[Opening Text section]
Cumsum behaviour on sparse arrays

Hi there,

I’m rather new to Julia (and already enjoying it a lot), so please don’t be too hard on me if my topic doesn’t make that much sense. However I think I noticed a somewhat surprising behaviour when cumsum (cumulated sum) is applied to a SparseVector which also leads to a large performance issue in certain cases:

using SparseArrays
prob_vec = sprand(10, 0.2)

10-element SparseVector{Float64,Int64} with 2 stored entries:
[2 ] = 0.459558
[10] = 0.50192

res = cumsum(prob_vec)

10-element SparseVector{Float64,Int64} with 9 stored entries:
[2 ] = 0.459558
[3 ] = 0.459558
[4 ] = 0.459558

[7 ] = 0.459558
[8 ] = 0.459558
[9 ] = 0.459558
[10] = 0.961478

So once cumsum found the first non-zero entry all subsequent indices are not sparse anymore. I understand that this has to happen mathematically, in case you want to check in-between indices like 7. But it might be misleading for some users to call res a SparseVector, letting them believe res is still sparse and fast in subsequent operations.
[Closing Text section]
» Task goal: Copy out the full forum post on cumsum with sparse arrays in Julia, unchanged.
[Opening Records shown section]
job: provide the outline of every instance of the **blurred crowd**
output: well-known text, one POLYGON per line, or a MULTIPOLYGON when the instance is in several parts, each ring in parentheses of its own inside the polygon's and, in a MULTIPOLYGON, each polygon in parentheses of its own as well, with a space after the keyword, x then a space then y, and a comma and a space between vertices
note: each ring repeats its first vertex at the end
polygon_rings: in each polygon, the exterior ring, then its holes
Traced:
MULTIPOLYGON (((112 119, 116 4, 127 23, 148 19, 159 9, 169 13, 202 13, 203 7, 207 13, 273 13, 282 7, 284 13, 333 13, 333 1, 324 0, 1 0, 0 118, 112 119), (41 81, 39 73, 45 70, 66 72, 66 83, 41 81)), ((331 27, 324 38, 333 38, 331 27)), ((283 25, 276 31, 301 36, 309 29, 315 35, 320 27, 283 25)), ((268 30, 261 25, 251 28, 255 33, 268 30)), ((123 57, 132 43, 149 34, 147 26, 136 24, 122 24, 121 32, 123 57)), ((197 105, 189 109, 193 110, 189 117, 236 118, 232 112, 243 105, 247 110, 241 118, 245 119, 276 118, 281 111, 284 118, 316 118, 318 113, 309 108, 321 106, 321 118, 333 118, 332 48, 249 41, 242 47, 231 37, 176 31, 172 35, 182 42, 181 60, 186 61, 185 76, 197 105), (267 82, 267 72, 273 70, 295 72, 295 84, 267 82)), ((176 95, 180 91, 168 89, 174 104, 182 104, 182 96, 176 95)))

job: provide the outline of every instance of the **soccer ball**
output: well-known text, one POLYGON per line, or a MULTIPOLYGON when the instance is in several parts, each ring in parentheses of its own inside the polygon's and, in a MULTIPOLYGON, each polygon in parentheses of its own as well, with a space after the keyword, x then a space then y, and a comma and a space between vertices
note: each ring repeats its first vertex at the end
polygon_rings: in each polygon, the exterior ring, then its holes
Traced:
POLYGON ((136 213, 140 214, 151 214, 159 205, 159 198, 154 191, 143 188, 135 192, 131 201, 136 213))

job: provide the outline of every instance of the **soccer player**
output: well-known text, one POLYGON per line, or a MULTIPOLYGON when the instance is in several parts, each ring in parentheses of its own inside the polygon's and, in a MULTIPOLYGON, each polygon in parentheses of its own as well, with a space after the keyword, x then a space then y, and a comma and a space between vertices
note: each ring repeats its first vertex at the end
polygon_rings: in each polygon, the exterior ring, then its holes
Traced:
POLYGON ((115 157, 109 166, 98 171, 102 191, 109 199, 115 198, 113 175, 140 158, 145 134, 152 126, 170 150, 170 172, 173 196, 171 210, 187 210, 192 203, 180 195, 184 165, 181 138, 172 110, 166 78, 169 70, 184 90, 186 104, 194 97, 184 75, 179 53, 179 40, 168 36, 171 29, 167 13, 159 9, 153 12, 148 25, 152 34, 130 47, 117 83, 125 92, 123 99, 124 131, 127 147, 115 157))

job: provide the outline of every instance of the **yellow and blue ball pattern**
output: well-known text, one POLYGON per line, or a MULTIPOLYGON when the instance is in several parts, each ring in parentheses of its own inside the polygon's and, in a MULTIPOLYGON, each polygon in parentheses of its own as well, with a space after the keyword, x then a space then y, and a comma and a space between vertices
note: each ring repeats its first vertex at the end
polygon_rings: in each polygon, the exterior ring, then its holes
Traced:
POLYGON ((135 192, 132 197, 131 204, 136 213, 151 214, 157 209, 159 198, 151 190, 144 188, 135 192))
[Closing Records shown section]
» Exercise answer:
Cumsum behaviour on sparse arrays

Hi there,

I’m rather new to Julia (and already enjoying it a lot), so please don’t be too hard on me if my topic doesn’t make that much sense. However I think I noticed a somewhat surprising behaviour when cumsum (cumulated sum) is applied to a SparseVector which also leads to a large performance issue in certain cases:

using SparseArrays
prob_vec = sprand(10, 0.2)

10-element SparseVector{Float64,Int64} with 2 stored entries:
[2 ] = 0.459558
[10] = 0.50192

res = cumsum(prob_vec)

10-element SparseVector{Float64,Int64} with 9 stored entries:
[2 ] = 0.459558
[3 ] = 0.459558
[4 ] = 0.459558

[7 ] = 0.459558
[8 ] = 0.459558
[9 ] = 0.459558
[10] = 0.961478

So once cumsum found the first non-zero entry all subsequent indices are not sparse anymore. I understand that this has to happen mathematically, in case you want to check in-between indices like 7. But it might be misleading for some users to call res a SparseVector, letting them believe res is still sparse and fast in subsequent operations.